BEGIN Excerpt to read

WASHINGTON, July 26, 2022 – Health care providers in parts of America say they are struggling to deliver telehealth due to a lack of broadband connectivity in underserved communities, and recommended there be more funding from the Federal Communications Commission.

While the FCC has a $200-million COVID-19 Telehealth program, which emerged from the Coronavirus Aid, Relief and Economic Security (CARES) Act, some providers say more money is needed as demand for telehealth services increases.

“The need for broadband connectivity in underserved communities exceeds current availability,” said Jennifer Stoll from the Oregon Community Health Information Network.

The OCHIN was one of the largest recipients of the FCC’s Rural Health Care Pilot program in 2009. Stoll advocated for the need for more funding with the non-profit SHLB Coalition during the event last week. Panelists didn’t specify how much more funding is needed.

Stoll noted that moving forward, states need sustainable funding in this sector. “I am hoping Congress will be mindful of telehealth,” said Stoll.

END Excerpt to read
BEGIN Given entries

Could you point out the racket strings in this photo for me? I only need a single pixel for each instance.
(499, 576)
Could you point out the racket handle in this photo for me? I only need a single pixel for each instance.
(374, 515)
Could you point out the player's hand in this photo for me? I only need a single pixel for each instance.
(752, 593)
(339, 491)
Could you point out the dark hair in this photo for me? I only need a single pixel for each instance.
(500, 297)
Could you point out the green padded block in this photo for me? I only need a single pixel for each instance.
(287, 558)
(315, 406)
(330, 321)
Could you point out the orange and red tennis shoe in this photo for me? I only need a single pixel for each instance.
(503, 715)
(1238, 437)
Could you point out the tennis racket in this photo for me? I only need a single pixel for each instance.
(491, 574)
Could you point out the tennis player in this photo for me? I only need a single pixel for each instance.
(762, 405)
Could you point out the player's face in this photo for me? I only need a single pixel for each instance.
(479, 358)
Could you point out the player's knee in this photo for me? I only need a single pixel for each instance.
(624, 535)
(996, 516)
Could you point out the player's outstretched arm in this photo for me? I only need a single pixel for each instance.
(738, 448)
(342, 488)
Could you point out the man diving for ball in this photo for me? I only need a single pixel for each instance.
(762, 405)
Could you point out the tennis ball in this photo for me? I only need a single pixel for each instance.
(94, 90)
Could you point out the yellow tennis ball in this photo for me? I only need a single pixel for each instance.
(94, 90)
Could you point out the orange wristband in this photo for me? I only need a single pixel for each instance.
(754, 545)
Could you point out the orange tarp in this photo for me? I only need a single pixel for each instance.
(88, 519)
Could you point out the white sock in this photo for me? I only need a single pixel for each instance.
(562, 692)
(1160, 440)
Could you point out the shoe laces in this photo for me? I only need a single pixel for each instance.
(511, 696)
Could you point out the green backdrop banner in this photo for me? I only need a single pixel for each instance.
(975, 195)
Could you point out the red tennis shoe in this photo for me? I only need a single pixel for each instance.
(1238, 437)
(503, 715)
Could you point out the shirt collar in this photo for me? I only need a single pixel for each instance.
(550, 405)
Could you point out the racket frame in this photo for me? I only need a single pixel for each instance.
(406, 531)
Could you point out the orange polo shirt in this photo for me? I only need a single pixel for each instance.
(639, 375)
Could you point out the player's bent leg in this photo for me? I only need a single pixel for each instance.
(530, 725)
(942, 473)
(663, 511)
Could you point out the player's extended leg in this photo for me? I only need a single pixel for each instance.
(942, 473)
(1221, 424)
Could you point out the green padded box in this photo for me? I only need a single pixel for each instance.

END Given entries

• **Work to be completed**: Please duplicate the part of the telehealth article from "While the FCC" to "Health Information Network.", word for word. These entries have no connection to the telehealth article.

• **Output for this exercise**:
While the FCC has a $200-million COVID-19 Telehealth program, which emerged from the Coronavirus Aid, Relief and Economic Security (CARES) Act, some providers say more money is needed as demand for telehealth services increases.

“The need for broadband connectivity in underserved communities exceeds current availability,” said Jennifer Stoll from the Oregon Community Health Information Network.